* [本文抜粋]
5歳の頃、一緒に住み始めてたくさんテレビの前でチャンネルの取り合いしたね。私がリモコン持って話さないとお尻ペーーンって叩いたね。

小学校に上がって、テストで100点取ると100円くれたね。
でもいつしか100点とったよって言うのも恥ずかしくなってもらわなくなったけど。もうちょっと100点とってたんだよ。

私は小さすぎる頃にばあちゃんは死んじゃってるから、なにも覚えてないけど
じいちゃんは一人で毎日毎日田んぼに行って畑に行ってたね。
多分何をやってたか私は1割も知らないんじゃないかな。

私は田植え、稲刈り、できた野菜を取る、とかいいとこ取りしか手伝ってないからね。田植え機の運転と夏にきゅうりとさやえんどうを取るのがすごく好きだった。
夏は水がキラキラしてて、今でも夏野菜の畑をたまに思い出すんだ。


じいちゃんはかなり自分勝手な人だったね
よくお母さんとお父さんと喧嘩してたね。

[位置アノテーションデータセットの抜粋]
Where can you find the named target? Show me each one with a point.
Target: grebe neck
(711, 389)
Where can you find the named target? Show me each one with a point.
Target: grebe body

* [課題]
#1 上の位置アノテーションデータセットの記録を、一行も欠かさずそのとおりに書き写せ。
#2 祖父との思い出をつづった文章を、最後の文の後から書き継げ。

* [想定出力]
#1
Where can you find the named target? Show me each one with a point.
Target: grebe neck
(711, 389)
Where can you find the named target? Show me each one with a point.
Target: grebe body

#2
周りのじいちゃんの同世代の人たちは優しかったけど
お母さんたちとバチバチに喧嘩してるとき絶対に意見を譲らないじいちゃんは、言い合いが終わった後どこか寂しそうな顔でお茶をすするのを私はみてたよ。

お父さんは怒ってるときもあったけど、一緒に野球見て盛り上がってたり、タバコ吸ったり、じいちゃんを手伝ってたから、
「お父さんはじいちゃんのこと好き?」て聞いたときがあったの。
「じいはわがままだけど、ここまで一人で立派に百姓を続けてきててそこはすごいことだって覚えておいてね」って言ってたよ。

お母さんはね、だんだんちょっとじいちゃんに似てきたんだよ。自己中なところ(笑)死んでも言えないけどね本人には
二人が本気で言い合ってて、でもたまに楽しそうに話してる瞬間を見るとやっぱり親子なんだなあって思ってた。まあ似てるからあんなに喧嘩してたのかな、
でも私はお父さんがじいちゃんくらいになってもあんな喧嘩はすぐ負けちゃうからできないと思う。じいちゃんの娘さん姉妹は強いからできたんだろうね、ばあちゃんに似たのかね


もうじいちゃんとは住めないってなって、お父さんはじいちゃんに極力会わないように会社からの帰りが遅くなって、お母さんが引っ越しの準備を始めたとき、どう思ってたのかな。
「出て行くから」ってお母さんがじいに言ったとき、嘘だと思ったかな、早くいなくなれって思ったかな。

私も実は家にたくさん段ボールが来るまでは嘘だと思ってたの。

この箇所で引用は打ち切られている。